TRAVAIL À FAIRE:
1 - Répondez aux questions suivantes sur le récit de l'offre d'emploi.
(a) Dans quel lieu du village se trouve-t-on quand le chasseur rappelle en fin d'après-midi ?
(b) Quelle matière a été révisée avec Papa l'après-midi ?
(c) D'après la dernière partie du récit, qu'est-ce qui a été complètement oublié ?
2 - Prolongez le récit de l'offre d'emploi à partir de sa dernière phrase.

TEXTE AFFICHÉ:
--------

Le lendemain, ton futur potentiel N+1 te rappelle pour te dire que c'est bon et qu'ils vont te faire une proposition. Ah ben c'est cool, mais comme t'es pas particulierement suprise ni demonstrative, tu ne sautes pas de joie. Et puis, t'es chez tes parents, pour decompresser et te reposer, pas pour mixer ta vie privee avec ta vie professionnelle. Donc bon, tu remercies poliment et tu dis que tu vas voir ce que tu peux faire pour deplacer ton vol. En fin d'apres-midi, le chasseur te rappelle. Ca t'arrange pas de decrocher, parce que la, t'es dans la salle des fetes du village et t'attends impatiemment que les selections du jeu des 1000 euros commencent, t'as meme revise la mythologie grecque avec Papa l'apres-midi. Donc quand Maurice t'appelle a un quart d'heure du debut, pour parler negociations salariales, t'es pas forcement ni super a l'aise dans la salle des fetes, ni super concentree sur la discussion. Mais t'as confiance en Maurice. S'il a pas ete foutu de trouver ton CV sur linkedin, il sera peut etre quand meme capable de bien negocier pour toi, hein. Parce que toi parler argent, tu detestes ca. Resultante historique et familiale, l'argent c'est sale. Et comme en plus, t'as fait la guerre, t'as l'impression que tu vas toujours en manquer et que donc, il faut toujours te preparer au pire, ca t'arrangerait (donc) bien que Maurice il negocie (bien) pour toi.
Note que la, t'as completement oublie que le job te plait pas hein. Tu ne vois plus que le "combien" qui se profile.

--------

ENREGISTREMENTS CONSERVÉS:

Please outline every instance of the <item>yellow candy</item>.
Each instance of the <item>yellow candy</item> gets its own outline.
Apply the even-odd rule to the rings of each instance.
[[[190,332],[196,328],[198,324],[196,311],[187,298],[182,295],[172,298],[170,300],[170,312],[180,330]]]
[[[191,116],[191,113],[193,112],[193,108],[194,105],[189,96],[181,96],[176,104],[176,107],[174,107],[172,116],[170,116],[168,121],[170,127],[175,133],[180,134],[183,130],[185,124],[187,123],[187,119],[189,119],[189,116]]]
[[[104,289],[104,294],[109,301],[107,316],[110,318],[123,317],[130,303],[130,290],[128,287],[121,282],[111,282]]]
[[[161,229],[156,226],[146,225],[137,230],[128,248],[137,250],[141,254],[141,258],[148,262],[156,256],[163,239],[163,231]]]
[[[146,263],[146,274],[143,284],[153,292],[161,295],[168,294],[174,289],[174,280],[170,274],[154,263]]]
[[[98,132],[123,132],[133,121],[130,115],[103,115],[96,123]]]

--------

LES RÉPONSES:
1 -
(a) Dans la salle des fêtes du village.
(b) La mythologie grecque.
(c) Que le job ne plaît pas.

2 -
Alors, comme si jamais tu devais quand meme accepter cette offre parce que financierement ce serait tres allechant (quand bien meme tu sais qu'une offre allechante ne suffit pas a faire un bon job, cf. ton stage de chef de secteur), t'aimerais quand meme bien voir la gueule de ton N+1 en vrai et celle des bureaux aussi, tu te dis finalement, pourquoi ne pas retarder ton depart. Du coup au retour de weekend, tu te pointes quelques heures avant d'aller prendre ton avion dans leurs locaux et meme si tu le sens pas d'aller parler argent, meme si tu sais que c'est pas une bonne idee parce que ca te met mal a l'aise, tu y vas quand meme, juste pour voir.
Et la tu vois bien. Ou tu vois rien. Tu vois bien que t'es pas dans ton etat normal. Tu vois bien que tu reponds des trucs incoherents. Tu vois bien que t'as les bras ET les jambes croisees et que t'es pas tres souriante. Mais tu vois rien aussi quand en face on te tend des perches pour que, justement, tu te detendes. Et tu ressors en pensant a ton avion, parce que l'avion, ca te stresse.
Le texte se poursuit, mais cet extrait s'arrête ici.